Consigne »
Pour chacun des énoncés ci-dessous, indiquez s'il concorde avec l'article sur Laura Pitscheider, en répondant par oui ou par non et en citant à l'identique les mots décisifs de l'article.
1. La région de Port des Singes ne compte aucun quadrumane.
2. Le travail de Laura Pitscheider est présenté comme dépourvu de toute dimension illustrative.
3. Daumal définit l'alpinisme comme l'art de parcourir les montagnes en évitant tout danger.

Source »
◇ ◇ ◇ ◇ ◇ ◇ ◇

Laura Pitscheider sur les hauteurs
par Jean-Paul Gavard-Perret
Le chef d’œuvre de René Daumal « Le Mont Analogue » était défini par son auteur comme un « récit véridique ». Il fut interrompu par sa mort. La quête spirituelle aboutit, en première étape, pour les « huit pauvres hommes ou femmes démunis de tout » au mouillage du yacht l'Impossible, à Port des Singes, sur les rives du Mont Analogue. Le narrateur, s'interrogeant sur ce nom de Port des Singes, alors qu'il n'y a pas un seul quadrumane dans la région, déclare : « Je ne sais pas trop, mais cette appellation faisait resurgir en moi, peu plaisamment, tout mon héritage d'Occidental du XXe siècle - curieux, imitateur, impudique et agité ». A cet héritage le poète va superposer dans le livre un autre héritage : celui de l’extrême orient. Les deux vont se mêler en une quête initiatique mêlant le Graal à la légende hindoue.
Le Mont Analogue » constitue donc une « histoire » dont le déroulement tourne autour et toujours selon Daumal des « aventures alpines, non euclidiennes et symboliquement authentiques»Fasciné par ce livre Laura Pitscheider crée par sa peinture un rapport subtil avec lui. Le travail de l’artiste est tout illustratif. Sa série de ses aquarelles et peintures acryliques organisent un voyage dans les mondes lointains de l’imaginaire. Le bleu de ciel et de la mer rejoint les nuages et les sommets en fractures et en nappes. L’immanence des formes et des couleurs propose une autre clé à la quête transcendantale à l’œuvre dans le livre de Daumal.
Laura Pitscheider fait entrer dans l’espace magique de la montagne. Une telle expérience plastique demande à la créatrice – comme pour les héros du livre – ascèse et recueillement. Certes l’imaginaire se débride, vagabonde mais selon une énergie interne. Comme si la peinture naissait par poussées plus que par plaquages. Ce que dit Daumal de l’alpinisme « l’art de parcourir les montagnes en affrontant les plus grands dangers avec la plus grande prudence » peut donc s’appliquer à l’entreprise de l’artiste. Pour aboutir à sa création elle a dû affronter ses gouffres intérieurs, remplacer la vacuité par le vide – ce qui est bien différent et accomplir tout un travail de connaissance de soi.
Daumal dit que ce qu’on « appelle art est l’accomplissement d’un savoir dans une action. ». La peinture de Laura Pitscheider répond cette définition. La créatrice non seulement agit, fait mais invente une vision. Ses œuvres représentent une courbe ascensionnelle vers les sommets de l’être. Pour autant cette courbe ne va pas de soi. Elle se dessine en dehors d’un géométrisme et d’un graphisme basique. Pour que se ressente cette Assomption Laura Pitscheider a dû trouver une transcription poétique fait de divers mouvements.

◇ ◇ ◇ ◇ ◇ ◇ ◇

Données fournies »
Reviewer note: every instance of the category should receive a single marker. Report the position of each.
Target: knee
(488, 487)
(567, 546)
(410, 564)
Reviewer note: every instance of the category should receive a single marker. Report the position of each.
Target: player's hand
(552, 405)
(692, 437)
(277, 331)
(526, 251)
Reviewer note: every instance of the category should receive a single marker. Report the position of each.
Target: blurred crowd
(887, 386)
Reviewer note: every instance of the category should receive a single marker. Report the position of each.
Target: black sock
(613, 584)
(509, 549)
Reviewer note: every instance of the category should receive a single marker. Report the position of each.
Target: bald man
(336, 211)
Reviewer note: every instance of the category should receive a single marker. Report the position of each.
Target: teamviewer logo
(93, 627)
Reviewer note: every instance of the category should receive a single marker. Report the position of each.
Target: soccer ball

◇ ◇ ◇ ◇ ◇ ◇ ◇

Réponse »
1. Oui : « alors qu'il n'y a pas un seul quadrumane dans la région ».
2. Non : « Le travail de l’artiste est tout illustratif. »
3. Non : « l’art de parcourir les montagnes en affrontant les plus grands dangers avec la plus grande prudence ».